▶ **What you need to do**: Please filter the data below down to the lines holding the string "mountain".

▶ **The data**:
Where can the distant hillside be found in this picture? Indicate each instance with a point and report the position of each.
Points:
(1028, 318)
--
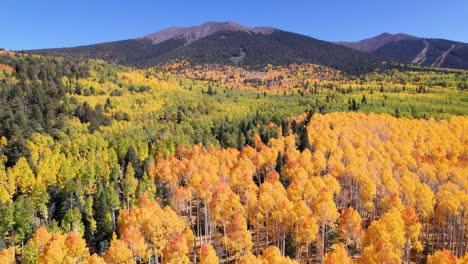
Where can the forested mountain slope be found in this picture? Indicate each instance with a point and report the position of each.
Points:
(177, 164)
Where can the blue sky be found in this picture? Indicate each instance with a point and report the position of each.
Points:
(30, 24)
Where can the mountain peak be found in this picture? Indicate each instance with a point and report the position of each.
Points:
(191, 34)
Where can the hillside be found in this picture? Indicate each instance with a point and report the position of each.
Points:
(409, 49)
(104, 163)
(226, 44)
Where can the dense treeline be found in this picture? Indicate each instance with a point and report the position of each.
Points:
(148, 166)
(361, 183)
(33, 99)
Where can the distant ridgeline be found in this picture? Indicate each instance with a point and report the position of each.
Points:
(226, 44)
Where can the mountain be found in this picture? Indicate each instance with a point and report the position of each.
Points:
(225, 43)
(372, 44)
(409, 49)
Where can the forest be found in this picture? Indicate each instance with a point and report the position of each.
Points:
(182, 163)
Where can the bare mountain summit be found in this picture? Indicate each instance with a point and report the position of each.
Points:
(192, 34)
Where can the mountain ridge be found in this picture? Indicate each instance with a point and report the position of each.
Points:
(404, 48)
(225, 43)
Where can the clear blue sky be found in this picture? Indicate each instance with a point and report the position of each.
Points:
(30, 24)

▶ **Exercise output**:
Where can the forested mountain slope be found in this picture? Indicate each instance with a point and report the position of each.
Where can the mountain peak be found in this picture? Indicate each instance with a point and report the position of each.
Where can the mountain be found in this picture? Indicate each instance with a point and report the position of each.
Where can the bare mountain summit be found in this picture? Indicate each instance with a point and report the position of each.
Where can the mountain ridge be found in this picture? Indicate each instance with a point and report the position of each.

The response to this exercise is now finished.